Input records:
►

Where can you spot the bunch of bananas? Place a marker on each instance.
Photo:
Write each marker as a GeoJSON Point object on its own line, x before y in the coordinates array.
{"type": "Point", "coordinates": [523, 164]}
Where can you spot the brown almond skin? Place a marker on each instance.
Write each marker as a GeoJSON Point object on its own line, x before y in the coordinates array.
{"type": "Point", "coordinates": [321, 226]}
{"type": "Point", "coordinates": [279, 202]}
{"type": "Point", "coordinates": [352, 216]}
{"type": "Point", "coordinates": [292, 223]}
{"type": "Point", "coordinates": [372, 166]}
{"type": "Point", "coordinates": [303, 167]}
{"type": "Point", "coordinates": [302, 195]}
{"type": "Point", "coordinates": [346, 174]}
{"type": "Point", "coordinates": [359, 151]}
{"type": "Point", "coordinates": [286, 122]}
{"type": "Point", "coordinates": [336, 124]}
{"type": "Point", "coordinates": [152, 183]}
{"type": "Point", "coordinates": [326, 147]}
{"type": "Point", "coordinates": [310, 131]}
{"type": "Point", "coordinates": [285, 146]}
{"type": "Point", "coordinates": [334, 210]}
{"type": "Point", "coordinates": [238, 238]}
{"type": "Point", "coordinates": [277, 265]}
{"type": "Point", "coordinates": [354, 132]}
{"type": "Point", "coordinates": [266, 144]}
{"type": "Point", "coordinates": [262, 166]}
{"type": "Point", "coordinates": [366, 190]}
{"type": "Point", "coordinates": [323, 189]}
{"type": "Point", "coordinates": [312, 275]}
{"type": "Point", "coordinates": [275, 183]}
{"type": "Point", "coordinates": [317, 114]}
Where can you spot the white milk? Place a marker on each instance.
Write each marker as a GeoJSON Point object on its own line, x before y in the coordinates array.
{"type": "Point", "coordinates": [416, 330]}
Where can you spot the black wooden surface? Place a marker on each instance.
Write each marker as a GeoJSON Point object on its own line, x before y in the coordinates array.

◄

Exercise directions:
Set down the listing again, exactly.

Exercise result:
Where can you spot the bunch of bananas? Place a marker on each instance.
Photo:
Write each marker as a GeoJSON Point object on its own line, x before y in the coordinates array.
{"type": "Point", "coordinates": [523, 164]}
Where can you spot the brown almond skin? Place a marker on each instance.
Write each marker as a GeoJSON Point object on its own line, x before y in the coordinates array.
{"type": "Point", "coordinates": [321, 226]}
{"type": "Point", "coordinates": [279, 202]}
{"type": "Point", "coordinates": [352, 216]}
{"type": "Point", "coordinates": [292, 223]}
{"type": "Point", "coordinates": [372, 166]}
{"type": "Point", "coordinates": [303, 167]}
{"type": "Point", "coordinates": [302, 195]}
{"type": "Point", "coordinates": [346, 174]}
{"type": "Point", "coordinates": [359, 151]}
{"type": "Point", "coordinates": [286, 122]}
{"type": "Point", "coordinates": [336, 124]}
{"type": "Point", "coordinates": [152, 183]}
{"type": "Point", "coordinates": [326, 147]}
{"type": "Point", "coordinates": [310, 131]}
{"type": "Point", "coordinates": [285, 146]}
{"type": "Point", "coordinates": [334, 210]}
{"type": "Point", "coordinates": [238, 238]}
{"type": "Point", "coordinates": [277, 265]}
{"type": "Point", "coordinates": [354, 132]}
{"type": "Point", "coordinates": [266, 144]}
{"type": "Point", "coordinates": [262, 166]}
{"type": "Point", "coordinates": [366, 190]}
{"type": "Point", "coordinates": [323, 189]}
{"type": "Point", "coordinates": [312, 275]}
{"type": "Point", "coordinates": [275, 183]}
{"type": "Point", "coordinates": [317, 114]}
Where can you spot the white milk? Place a marker on each instance.
Write each marker as a GeoJSON Point object on its own line, x before y in the coordinates array.
{"type": "Point", "coordinates": [416, 330]}
Where can you spot the black wooden surface? Place a marker on each instance.
Write each marker as a GeoJSON Point object on its own line, x before y in the coordinates array.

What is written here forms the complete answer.